◆ ACTIVITY LIST
1) Transcribe the passage on the public good from "from the national" up to and including "replaced reasoned debate.".
2) In the passage on the public good, in what city was last month's annual meeting held?

◆ TEXT SHOWN
::::::::::
With the November elections now behind us, and the
potential for our country to take a new direction, I want
to reprise the theme I sounded at our annual meeting
last month in Seattle—the need for our nation to reaffirm
its commitment to the principle of the public good
and the role our nation's medical schools and teaching
hospitals can play in leading this change.
Throughout our great history as a nation, we repeatedly
have embraced the notion of the public good, believing
that some goods and services should be provided to all
members of society, or at least made available for all
members to access. Support for higher education
through the land-grant university movement, the
founding of the first charity hospitals in our oldest
cities, the establishment of the National Institutes
of Health (NIH), and the creation of Medicare and
Medicaid—each is an expression of our nation's commitment
to the public good.
But when we look at the country today, we find the
concept of the public good "missing in action"
from the national conversation. So-called hot-button
issues appear to divide us, and partisan posturing in
Washington seems to have replaced reasoned debate.
As a society, we have stopped demanding support for
the public good and, in many instances, have regressed
to putting individual interests ahead of the common
objectives we share as a nation.
::::::::::
Natural-language region descriptions:
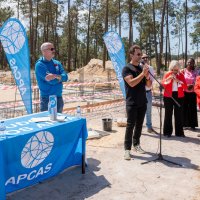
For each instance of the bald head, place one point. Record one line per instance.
(48, 50)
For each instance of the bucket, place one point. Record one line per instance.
(107, 124)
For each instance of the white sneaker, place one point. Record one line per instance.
(139, 149)
(127, 155)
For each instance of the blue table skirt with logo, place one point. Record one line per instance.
(32, 152)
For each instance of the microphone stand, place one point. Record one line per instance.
(160, 156)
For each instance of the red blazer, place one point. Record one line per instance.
(197, 88)
(168, 86)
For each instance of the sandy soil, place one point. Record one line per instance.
(108, 176)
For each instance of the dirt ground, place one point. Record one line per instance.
(108, 176)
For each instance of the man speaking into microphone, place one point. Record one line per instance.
(135, 78)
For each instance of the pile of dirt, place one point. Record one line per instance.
(93, 72)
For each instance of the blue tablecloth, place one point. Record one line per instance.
(33, 152)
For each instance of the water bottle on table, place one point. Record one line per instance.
(78, 111)
(53, 107)
(2, 129)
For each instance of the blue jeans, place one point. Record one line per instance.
(44, 104)
(149, 109)
(135, 118)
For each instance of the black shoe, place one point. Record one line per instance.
(180, 135)
(167, 135)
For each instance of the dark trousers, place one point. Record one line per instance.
(190, 110)
(135, 119)
(170, 105)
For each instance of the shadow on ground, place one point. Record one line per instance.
(69, 185)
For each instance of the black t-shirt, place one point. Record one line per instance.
(134, 95)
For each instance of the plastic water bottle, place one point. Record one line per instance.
(78, 111)
(52, 107)
(2, 129)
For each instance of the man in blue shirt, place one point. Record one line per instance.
(50, 74)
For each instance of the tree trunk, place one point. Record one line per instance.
(106, 29)
(88, 34)
(120, 20)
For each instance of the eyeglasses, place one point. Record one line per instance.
(51, 49)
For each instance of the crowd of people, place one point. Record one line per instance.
(181, 96)
(181, 93)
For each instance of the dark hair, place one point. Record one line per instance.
(192, 59)
(133, 48)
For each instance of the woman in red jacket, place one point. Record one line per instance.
(174, 85)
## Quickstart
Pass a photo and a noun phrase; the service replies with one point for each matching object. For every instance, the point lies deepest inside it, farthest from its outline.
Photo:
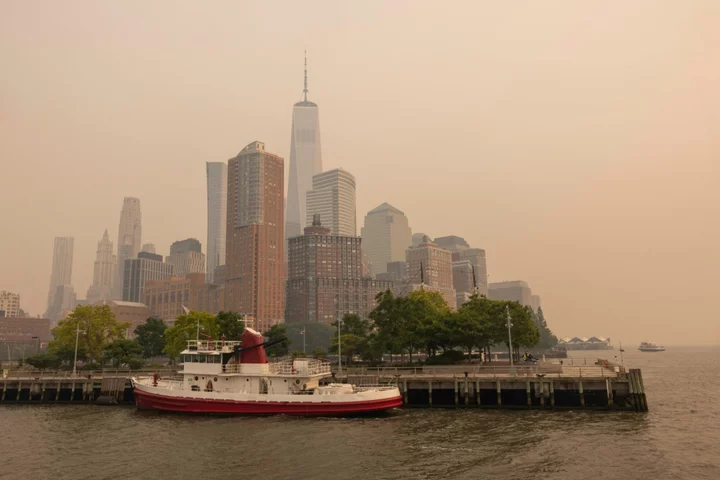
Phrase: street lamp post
(77, 336)
(303, 334)
(22, 353)
(339, 353)
(509, 324)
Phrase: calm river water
(678, 438)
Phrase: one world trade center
(305, 161)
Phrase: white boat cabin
(236, 367)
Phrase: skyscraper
(325, 277)
(386, 235)
(62, 266)
(255, 236)
(9, 304)
(476, 256)
(186, 257)
(217, 216)
(305, 161)
(147, 266)
(104, 272)
(333, 198)
(129, 239)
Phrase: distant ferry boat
(651, 347)
(236, 377)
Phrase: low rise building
(166, 298)
(134, 313)
(514, 291)
(9, 304)
(430, 268)
(23, 337)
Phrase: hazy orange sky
(577, 142)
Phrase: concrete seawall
(594, 387)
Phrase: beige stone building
(9, 304)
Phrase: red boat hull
(196, 405)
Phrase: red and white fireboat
(236, 377)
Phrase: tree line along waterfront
(403, 326)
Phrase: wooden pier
(546, 386)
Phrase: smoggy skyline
(577, 143)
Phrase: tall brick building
(437, 272)
(255, 236)
(325, 277)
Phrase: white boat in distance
(650, 347)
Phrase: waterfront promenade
(586, 384)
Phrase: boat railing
(302, 366)
(212, 345)
(232, 368)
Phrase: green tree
(277, 333)
(427, 315)
(387, 318)
(121, 352)
(151, 337)
(547, 338)
(473, 324)
(44, 361)
(98, 327)
(317, 335)
(186, 328)
(351, 345)
(231, 325)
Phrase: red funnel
(251, 353)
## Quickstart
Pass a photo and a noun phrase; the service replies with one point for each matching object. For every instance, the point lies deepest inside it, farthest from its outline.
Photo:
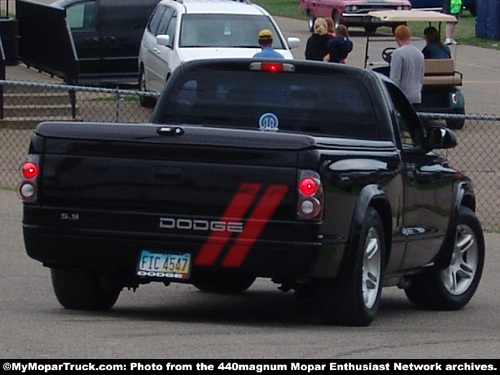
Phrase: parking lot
(181, 322)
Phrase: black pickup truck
(318, 176)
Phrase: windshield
(263, 101)
(225, 30)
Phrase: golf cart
(441, 93)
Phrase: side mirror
(293, 42)
(439, 137)
(163, 40)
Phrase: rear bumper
(118, 253)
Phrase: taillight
(272, 66)
(310, 195)
(30, 170)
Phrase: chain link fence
(26, 104)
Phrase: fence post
(2, 77)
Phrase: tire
(453, 287)
(146, 101)
(354, 300)
(225, 283)
(81, 289)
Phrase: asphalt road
(180, 322)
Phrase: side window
(82, 16)
(409, 129)
(164, 22)
(156, 19)
(171, 29)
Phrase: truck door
(427, 188)
(156, 56)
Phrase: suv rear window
(225, 30)
(330, 105)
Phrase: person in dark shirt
(316, 48)
(435, 49)
(340, 45)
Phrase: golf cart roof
(411, 16)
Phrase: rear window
(225, 30)
(291, 102)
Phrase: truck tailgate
(204, 183)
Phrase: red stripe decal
(257, 221)
(234, 212)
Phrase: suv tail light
(310, 195)
(30, 170)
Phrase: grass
(465, 31)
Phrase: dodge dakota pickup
(318, 176)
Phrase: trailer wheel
(82, 289)
(354, 300)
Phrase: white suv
(183, 30)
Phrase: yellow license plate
(164, 265)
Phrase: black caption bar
(246, 366)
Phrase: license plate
(164, 265)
::::::::::
◆ PER-TASK ANSWERS
1)
from the national conversation. So-called hot-button
issues appear to divide us, and partisan posturing in
Washington seems to have replaced reasoned debate.

2) Seattle